Aim of the exercise
Exactly reproduce the line containing "Task: point out each instance of the man's gray" and all later lines to the end of the entries, leaving the pictures out of your copy.
++++++++++
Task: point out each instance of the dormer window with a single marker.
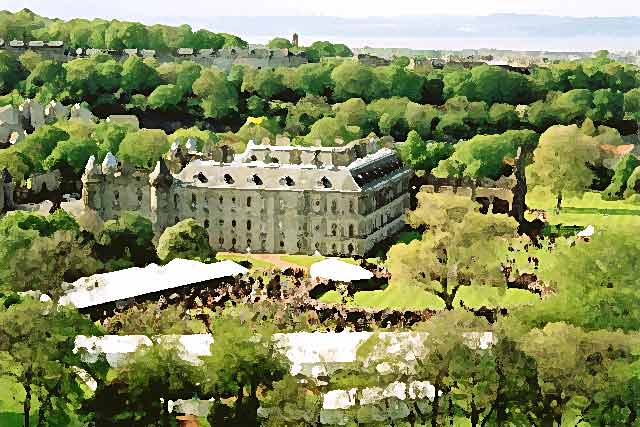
(288, 181)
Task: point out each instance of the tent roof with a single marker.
(132, 282)
(340, 271)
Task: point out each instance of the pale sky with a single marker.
(146, 10)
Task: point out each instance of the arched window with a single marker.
(288, 181)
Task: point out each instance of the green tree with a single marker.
(137, 76)
(71, 156)
(244, 361)
(354, 80)
(156, 373)
(622, 172)
(279, 43)
(219, 97)
(144, 147)
(460, 247)
(187, 239)
(327, 129)
(165, 97)
(36, 346)
(486, 155)
(423, 156)
(129, 238)
(561, 161)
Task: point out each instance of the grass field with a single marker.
(257, 263)
(588, 210)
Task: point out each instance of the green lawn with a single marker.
(588, 210)
(257, 263)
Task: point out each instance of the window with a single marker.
(288, 181)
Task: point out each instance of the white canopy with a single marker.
(339, 271)
(132, 282)
(587, 232)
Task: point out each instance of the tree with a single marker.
(245, 358)
(10, 73)
(137, 76)
(423, 156)
(36, 345)
(165, 97)
(71, 155)
(291, 404)
(219, 96)
(591, 288)
(485, 156)
(36, 147)
(187, 239)
(156, 374)
(128, 239)
(279, 43)
(312, 79)
(354, 80)
(622, 172)
(561, 161)
(460, 247)
(327, 129)
(144, 147)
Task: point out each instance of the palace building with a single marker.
(271, 198)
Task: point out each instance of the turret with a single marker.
(7, 189)
(161, 194)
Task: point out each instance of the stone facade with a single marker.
(222, 58)
(273, 199)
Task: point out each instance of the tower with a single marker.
(161, 182)
(7, 190)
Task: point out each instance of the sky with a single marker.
(148, 10)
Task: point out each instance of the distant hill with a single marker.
(492, 26)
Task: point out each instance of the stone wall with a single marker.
(223, 58)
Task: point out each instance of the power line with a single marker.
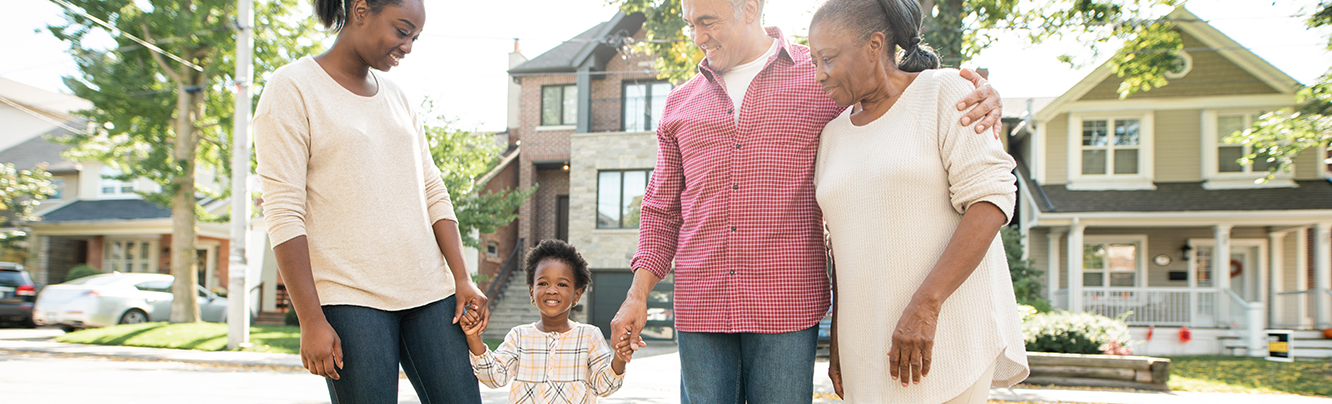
(116, 31)
(16, 106)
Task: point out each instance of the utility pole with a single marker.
(237, 290)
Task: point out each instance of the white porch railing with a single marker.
(1295, 310)
(1192, 307)
(1152, 306)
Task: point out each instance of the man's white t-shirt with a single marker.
(739, 78)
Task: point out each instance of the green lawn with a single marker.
(1250, 375)
(203, 336)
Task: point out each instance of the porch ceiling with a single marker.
(1311, 195)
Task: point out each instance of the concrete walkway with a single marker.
(652, 378)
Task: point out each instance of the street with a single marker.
(60, 378)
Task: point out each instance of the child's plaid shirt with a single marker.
(550, 367)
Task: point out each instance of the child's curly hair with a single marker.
(557, 250)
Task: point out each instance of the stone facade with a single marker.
(593, 152)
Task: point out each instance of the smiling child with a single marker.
(553, 360)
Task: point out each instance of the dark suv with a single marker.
(17, 294)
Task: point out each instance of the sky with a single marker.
(461, 59)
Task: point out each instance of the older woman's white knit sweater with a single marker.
(893, 192)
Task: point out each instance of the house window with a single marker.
(558, 104)
(620, 196)
(1110, 146)
(60, 188)
(112, 187)
(644, 104)
(1228, 154)
(1112, 263)
(131, 256)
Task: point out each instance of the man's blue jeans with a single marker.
(433, 354)
(725, 368)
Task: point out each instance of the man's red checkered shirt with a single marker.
(733, 204)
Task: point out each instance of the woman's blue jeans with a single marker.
(725, 368)
(433, 354)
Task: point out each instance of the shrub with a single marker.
(289, 319)
(1068, 332)
(1026, 279)
(81, 271)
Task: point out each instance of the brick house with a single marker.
(584, 130)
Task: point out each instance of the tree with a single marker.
(20, 192)
(1282, 135)
(959, 30)
(167, 114)
(462, 158)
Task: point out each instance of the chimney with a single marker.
(514, 88)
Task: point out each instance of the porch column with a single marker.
(1323, 275)
(1052, 262)
(1302, 278)
(1276, 267)
(1075, 268)
(1222, 271)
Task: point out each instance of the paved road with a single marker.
(32, 370)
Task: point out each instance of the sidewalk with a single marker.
(652, 378)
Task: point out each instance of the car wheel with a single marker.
(133, 316)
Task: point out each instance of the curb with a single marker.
(281, 362)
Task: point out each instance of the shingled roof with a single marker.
(1180, 198)
(568, 56)
(107, 210)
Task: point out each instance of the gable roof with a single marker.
(40, 151)
(574, 52)
(52, 103)
(1210, 36)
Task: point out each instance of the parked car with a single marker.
(17, 294)
(111, 299)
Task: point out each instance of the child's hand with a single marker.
(625, 350)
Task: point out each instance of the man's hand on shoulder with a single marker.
(985, 103)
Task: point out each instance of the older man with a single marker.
(731, 203)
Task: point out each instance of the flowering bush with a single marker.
(1068, 332)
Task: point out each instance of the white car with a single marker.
(116, 298)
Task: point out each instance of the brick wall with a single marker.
(506, 235)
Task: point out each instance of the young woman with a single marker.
(361, 224)
(913, 203)
(554, 360)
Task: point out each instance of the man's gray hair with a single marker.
(738, 7)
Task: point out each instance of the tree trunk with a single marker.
(184, 307)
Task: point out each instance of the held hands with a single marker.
(626, 326)
(472, 322)
(987, 106)
(472, 300)
(835, 370)
(913, 343)
(321, 350)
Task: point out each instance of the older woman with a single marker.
(913, 204)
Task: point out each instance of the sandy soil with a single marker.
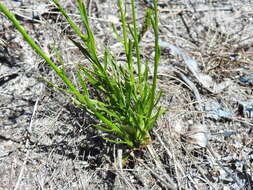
(204, 141)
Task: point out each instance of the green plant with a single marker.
(125, 103)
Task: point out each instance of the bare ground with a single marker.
(204, 141)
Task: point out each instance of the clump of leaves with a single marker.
(125, 103)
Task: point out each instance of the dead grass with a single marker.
(47, 143)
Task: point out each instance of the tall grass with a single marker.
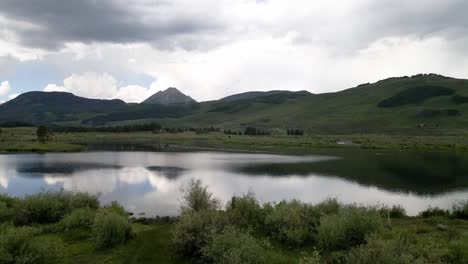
++++++++++
Exercise output
Task: point out each instance of the man's gray hair with a single marker.
(738, 7)
Task: point out each instance of the tree trunk with a single marker.
(184, 307)
Task: point out each instance of the held hands with a single marker.
(626, 326)
(472, 322)
(987, 106)
(472, 300)
(835, 370)
(913, 343)
(321, 350)
Task: point out each instance of the older woman with a single marker.
(913, 204)
Task: point out each instance of the sandy soil with a single marker.
(204, 141)
Task: point out each instance of the green plant with a single marker.
(125, 103)
Task: point out each instance of the bare ground with a single marker.
(204, 141)
Task: point out each instance of the clump of leaves with a single marker.
(125, 103)
Task: point out each instance of the dead grass with a single marker.
(47, 143)
Task: point out each instance of the tall grass with a single marker.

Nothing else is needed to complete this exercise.